(TASK INPUT)
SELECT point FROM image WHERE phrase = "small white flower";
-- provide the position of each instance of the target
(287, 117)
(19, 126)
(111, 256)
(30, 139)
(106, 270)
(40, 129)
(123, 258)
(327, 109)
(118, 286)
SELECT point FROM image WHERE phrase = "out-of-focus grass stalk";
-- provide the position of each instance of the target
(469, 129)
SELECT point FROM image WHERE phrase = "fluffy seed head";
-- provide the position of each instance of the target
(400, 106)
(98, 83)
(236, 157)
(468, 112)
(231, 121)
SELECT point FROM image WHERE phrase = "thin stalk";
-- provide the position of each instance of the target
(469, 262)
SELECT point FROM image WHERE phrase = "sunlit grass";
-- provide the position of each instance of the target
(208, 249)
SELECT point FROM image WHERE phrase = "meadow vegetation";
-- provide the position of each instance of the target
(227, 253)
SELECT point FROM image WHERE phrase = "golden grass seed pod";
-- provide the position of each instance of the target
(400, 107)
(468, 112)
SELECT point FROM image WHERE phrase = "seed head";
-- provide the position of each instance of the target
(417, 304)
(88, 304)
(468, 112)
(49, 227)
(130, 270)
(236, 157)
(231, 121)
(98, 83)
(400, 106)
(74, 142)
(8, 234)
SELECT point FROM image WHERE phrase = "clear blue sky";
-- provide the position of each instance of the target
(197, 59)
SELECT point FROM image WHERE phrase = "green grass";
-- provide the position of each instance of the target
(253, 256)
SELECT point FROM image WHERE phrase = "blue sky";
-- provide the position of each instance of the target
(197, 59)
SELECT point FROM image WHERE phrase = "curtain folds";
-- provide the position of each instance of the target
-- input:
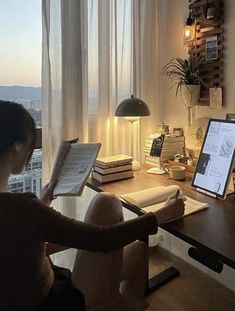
(95, 54)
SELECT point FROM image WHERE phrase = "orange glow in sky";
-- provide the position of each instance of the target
(20, 42)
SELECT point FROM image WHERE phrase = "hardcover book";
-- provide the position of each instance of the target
(72, 167)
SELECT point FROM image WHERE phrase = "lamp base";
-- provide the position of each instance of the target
(156, 170)
(136, 165)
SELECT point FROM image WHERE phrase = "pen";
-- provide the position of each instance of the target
(177, 194)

(EXERCISE PROMPT)
Return all of the entries exactly as written, but drop any pictures they hold.

(EXERCISE SOLUTION)
SELECT point FROM image WHERE phrase = "small white flower";
-- provide the position of each instance of the target
(287, 117)
(19, 126)
(111, 256)
(30, 139)
(106, 270)
(40, 129)
(123, 258)
(327, 109)
(118, 286)
SELECT point FROM image WHERE phrase = "out-of-focus grass stalk";
-- provide the position of each instance of the target
(469, 129)
SELECT point FROM image WHERE phrase = "fluffy seed head";
-- provide the position of each instance of the target
(400, 106)
(98, 83)
(236, 157)
(468, 112)
(231, 121)
SELECT point FROM image WHERE phrase = "thin stalk";
-- provide the position of each instance of the target
(469, 262)
SELECT point FROM image WHERE phrase = "sunlit grass";
-- provide the position of each instance of the target
(208, 249)
SELECT point FROM image WHERE phrase = "meadow vegetation";
-- provide the position of each instance of the target
(227, 253)
SELECT point FROM image WHERE phrase = "golden grass seed pod";
-- provide the position of each instance of the target
(400, 107)
(468, 112)
SELECT point FROM image WHERE phrase = "seed head";
-- provide the position of each instance of the target
(417, 304)
(88, 304)
(468, 112)
(49, 227)
(130, 270)
(236, 157)
(231, 121)
(98, 83)
(400, 106)
(74, 142)
(8, 234)
SELECT point FROM image WHERE phrase = "clear blue sky";
-- provide the position of each instance of the target
(197, 59)
SELECT point FROM image WHERE phrase = "green grass";
-- provide the position of each instance of the target
(253, 256)
SELECT point FROM image WHERE phrase = "blue sky";
-- provide the position of each instance of the target
(197, 59)
SELECT point FROM image WHERE phrase = "curtain folds";
-- provide the position of each instance of the target
-- input:
(95, 54)
SELECT point FROM image WHERE phrase = "orange glow in sky";
-- provide the position of each instance of the target
(20, 42)
SELECT point FROM image WHERE phrase = "hardcover book";
-- provide the position of each instance of the target
(72, 167)
SELECT point FROM image WHERE phrase = "lamp base";
-- provide the position of each instance of the target
(156, 170)
(136, 165)
SELECT point FROM image WHERE phrase = "pen";
-- provide the position of each instance of the target
(177, 194)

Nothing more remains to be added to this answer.